Lines holding the word "white" are the ones to copy from the data below.

DATA PROVIDED
****************

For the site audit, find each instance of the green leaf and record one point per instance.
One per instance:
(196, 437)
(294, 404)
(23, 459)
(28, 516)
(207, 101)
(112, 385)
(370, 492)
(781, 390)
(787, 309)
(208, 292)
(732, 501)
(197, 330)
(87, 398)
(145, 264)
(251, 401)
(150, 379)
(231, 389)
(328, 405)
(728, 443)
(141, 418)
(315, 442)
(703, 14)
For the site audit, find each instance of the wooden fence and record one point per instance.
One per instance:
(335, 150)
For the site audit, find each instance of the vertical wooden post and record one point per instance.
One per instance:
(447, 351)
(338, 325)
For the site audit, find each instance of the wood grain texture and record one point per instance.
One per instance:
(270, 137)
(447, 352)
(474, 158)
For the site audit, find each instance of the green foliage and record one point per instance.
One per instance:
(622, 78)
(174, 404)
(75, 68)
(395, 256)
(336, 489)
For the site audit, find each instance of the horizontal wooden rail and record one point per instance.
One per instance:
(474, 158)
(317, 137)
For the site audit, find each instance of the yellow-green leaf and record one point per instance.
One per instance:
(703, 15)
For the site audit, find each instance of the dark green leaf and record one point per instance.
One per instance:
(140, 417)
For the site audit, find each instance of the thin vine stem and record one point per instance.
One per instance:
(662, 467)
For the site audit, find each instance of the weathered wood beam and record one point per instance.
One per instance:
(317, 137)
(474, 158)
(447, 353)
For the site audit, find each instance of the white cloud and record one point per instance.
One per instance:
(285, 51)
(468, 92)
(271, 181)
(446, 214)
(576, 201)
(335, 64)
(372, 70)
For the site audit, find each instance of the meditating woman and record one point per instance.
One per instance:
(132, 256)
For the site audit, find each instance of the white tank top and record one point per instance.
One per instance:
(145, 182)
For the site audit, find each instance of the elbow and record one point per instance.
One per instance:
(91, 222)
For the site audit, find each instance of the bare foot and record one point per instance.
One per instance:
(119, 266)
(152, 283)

****************

ANSWER TO THIS PROBLEM
For the site audit, find each instance of the white cloud and record one point per instance.
For the site audit, find each instance of the white tank top and record one point per instance.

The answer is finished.